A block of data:
________________

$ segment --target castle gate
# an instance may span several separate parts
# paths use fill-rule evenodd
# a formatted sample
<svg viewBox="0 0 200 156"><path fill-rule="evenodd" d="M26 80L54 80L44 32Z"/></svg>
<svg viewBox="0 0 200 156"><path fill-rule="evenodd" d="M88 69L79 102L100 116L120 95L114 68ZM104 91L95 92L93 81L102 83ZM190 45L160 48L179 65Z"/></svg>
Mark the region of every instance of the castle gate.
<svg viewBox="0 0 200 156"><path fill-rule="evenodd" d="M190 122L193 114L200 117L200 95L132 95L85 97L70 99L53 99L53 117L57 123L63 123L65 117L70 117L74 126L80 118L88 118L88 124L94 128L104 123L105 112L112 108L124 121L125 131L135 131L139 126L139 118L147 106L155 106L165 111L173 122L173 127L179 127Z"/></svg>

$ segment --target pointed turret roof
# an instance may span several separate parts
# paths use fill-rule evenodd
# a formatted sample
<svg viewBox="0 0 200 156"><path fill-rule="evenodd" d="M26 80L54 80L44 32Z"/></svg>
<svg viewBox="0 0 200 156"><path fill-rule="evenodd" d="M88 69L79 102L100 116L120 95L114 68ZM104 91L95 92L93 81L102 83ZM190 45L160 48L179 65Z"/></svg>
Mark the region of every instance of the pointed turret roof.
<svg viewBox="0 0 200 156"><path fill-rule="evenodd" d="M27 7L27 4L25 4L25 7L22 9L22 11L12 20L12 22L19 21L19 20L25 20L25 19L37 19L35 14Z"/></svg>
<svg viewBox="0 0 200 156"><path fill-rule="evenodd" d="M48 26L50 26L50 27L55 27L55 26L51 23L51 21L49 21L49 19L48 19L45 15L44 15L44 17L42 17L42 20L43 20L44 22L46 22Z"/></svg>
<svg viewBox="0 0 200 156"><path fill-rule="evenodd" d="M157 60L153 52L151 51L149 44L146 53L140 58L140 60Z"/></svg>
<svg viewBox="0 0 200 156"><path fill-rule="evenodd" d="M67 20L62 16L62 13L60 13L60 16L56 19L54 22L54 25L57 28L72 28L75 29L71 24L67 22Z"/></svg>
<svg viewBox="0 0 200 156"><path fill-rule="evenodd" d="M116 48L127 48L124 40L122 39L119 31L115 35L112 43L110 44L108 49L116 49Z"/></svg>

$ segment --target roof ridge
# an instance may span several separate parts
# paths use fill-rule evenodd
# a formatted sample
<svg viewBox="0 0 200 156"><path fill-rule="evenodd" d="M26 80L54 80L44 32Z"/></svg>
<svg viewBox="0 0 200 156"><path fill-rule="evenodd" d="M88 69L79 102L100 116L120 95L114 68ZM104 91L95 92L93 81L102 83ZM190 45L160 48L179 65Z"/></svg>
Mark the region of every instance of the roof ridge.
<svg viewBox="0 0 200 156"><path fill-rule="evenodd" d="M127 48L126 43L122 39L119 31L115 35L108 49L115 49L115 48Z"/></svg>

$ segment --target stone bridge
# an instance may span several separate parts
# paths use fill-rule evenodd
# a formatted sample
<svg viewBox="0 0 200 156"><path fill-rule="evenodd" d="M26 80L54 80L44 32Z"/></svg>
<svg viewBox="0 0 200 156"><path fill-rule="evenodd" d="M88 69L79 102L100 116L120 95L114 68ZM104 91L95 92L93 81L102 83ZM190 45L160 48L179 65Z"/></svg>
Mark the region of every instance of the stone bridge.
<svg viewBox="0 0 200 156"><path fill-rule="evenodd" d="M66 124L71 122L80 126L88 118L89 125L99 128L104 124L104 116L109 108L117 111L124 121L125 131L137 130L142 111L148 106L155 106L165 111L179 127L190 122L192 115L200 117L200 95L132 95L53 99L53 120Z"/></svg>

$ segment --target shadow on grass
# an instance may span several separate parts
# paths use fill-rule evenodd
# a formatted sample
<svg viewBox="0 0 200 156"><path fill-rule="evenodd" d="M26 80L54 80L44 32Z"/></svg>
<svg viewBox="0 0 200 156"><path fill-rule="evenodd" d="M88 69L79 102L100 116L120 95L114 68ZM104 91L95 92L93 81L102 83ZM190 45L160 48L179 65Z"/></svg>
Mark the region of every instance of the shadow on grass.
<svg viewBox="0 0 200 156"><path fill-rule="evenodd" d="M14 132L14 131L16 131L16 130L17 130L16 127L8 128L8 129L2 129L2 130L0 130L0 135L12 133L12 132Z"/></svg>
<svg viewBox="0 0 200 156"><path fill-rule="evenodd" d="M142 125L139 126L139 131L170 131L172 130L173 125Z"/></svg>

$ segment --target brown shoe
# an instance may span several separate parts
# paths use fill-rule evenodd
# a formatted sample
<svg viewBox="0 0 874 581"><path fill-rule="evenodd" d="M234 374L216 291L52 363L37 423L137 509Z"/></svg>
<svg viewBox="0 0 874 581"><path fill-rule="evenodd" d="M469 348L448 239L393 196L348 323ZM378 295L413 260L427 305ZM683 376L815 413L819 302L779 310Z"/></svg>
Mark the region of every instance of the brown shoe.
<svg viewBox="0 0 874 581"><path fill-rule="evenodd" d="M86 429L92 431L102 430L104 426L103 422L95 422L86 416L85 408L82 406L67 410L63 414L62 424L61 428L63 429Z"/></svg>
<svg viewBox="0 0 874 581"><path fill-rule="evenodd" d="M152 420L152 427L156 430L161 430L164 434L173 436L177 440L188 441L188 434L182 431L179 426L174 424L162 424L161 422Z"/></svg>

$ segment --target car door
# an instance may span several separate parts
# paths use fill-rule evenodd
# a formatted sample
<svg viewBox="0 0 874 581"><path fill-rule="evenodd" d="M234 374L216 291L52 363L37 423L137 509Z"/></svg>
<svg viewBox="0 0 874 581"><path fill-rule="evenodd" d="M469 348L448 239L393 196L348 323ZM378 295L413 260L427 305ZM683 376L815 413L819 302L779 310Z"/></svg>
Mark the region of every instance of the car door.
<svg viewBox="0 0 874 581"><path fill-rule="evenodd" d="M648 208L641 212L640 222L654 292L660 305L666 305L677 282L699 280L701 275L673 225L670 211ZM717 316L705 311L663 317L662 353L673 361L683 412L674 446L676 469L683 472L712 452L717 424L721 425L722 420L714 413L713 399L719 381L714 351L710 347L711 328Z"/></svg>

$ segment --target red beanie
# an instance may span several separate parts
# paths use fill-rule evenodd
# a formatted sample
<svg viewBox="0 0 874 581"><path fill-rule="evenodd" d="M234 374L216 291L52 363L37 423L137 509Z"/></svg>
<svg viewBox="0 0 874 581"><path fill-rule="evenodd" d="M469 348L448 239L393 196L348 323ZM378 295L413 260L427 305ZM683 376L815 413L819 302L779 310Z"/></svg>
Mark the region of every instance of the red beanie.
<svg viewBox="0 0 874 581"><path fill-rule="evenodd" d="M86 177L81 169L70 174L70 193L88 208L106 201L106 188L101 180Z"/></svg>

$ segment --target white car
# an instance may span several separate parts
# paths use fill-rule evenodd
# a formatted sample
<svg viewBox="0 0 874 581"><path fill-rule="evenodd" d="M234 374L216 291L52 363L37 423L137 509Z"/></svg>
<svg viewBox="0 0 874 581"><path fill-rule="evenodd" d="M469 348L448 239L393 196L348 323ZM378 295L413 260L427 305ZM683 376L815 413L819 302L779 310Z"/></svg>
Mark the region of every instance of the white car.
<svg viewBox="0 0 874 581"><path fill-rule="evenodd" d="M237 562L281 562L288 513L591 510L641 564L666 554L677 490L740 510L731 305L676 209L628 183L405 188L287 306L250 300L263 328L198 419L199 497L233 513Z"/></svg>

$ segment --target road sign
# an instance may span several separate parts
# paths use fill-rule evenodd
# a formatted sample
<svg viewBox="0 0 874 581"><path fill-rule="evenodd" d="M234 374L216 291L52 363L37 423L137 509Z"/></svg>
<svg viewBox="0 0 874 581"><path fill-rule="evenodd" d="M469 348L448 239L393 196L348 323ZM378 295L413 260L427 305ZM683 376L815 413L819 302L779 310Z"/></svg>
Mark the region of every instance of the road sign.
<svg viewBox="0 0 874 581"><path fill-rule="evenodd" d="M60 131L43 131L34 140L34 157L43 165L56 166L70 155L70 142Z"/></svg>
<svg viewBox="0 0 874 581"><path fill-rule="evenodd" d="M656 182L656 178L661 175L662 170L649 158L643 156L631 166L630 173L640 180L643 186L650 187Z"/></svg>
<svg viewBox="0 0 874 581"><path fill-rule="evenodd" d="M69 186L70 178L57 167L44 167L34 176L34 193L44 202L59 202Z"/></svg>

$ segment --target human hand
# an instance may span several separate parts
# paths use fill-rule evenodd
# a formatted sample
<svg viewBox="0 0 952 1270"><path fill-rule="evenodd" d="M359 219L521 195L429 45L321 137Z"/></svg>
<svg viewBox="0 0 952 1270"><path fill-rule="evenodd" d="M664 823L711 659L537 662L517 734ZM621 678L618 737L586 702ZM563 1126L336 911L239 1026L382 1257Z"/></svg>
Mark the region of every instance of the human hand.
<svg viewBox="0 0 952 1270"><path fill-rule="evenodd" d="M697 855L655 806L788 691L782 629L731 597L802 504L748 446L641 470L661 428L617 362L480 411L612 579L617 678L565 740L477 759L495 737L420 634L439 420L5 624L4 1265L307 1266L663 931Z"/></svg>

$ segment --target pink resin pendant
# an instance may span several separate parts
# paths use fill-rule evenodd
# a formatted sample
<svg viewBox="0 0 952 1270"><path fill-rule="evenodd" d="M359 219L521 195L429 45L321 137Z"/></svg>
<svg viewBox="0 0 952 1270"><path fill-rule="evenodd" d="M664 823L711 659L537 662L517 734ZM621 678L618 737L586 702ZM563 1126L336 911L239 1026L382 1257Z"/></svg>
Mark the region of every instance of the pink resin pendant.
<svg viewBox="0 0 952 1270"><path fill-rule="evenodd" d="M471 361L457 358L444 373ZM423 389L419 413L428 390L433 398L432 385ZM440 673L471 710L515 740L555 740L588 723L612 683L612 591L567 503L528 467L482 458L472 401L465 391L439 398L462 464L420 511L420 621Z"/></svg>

________________

STATED TASK: From the listing above, copy out unchanged the lines from the one containing "--target road sign" through the one containing "182L656 178L661 175L662", including both of those lines.

THE RESULT:
$ segment --target road sign
# an instance may span several separate parts
# paths use fill-rule evenodd
# a formatted sample
<svg viewBox="0 0 874 581"><path fill-rule="evenodd" d="M234 374L216 291L52 363L37 423L137 509Z"/></svg>
<svg viewBox="0 0 874 581"><path fill-rule="evenodd" d="M469 348L448 239L393 196L348 323ZM378 295L413 260L427 305ZM683 376L815 413L819 302L779 310Z"/></svg>
Mark the region of every instance of the road sign.
<svg viewBox="0 0 874 581"><path fill-rule="evenodd" d="M60 131L43 131L34 140L34 157L43 165L56 166L70 155L70 142Z"/></svg>
<svg viewBox="0 0 874 581"><path fill-rule="evenodd" d="M656 182L656 178L661 175L662 170L649 158L643 156L631 166L630 173L640 180L643 186L650 187Z"/></svg>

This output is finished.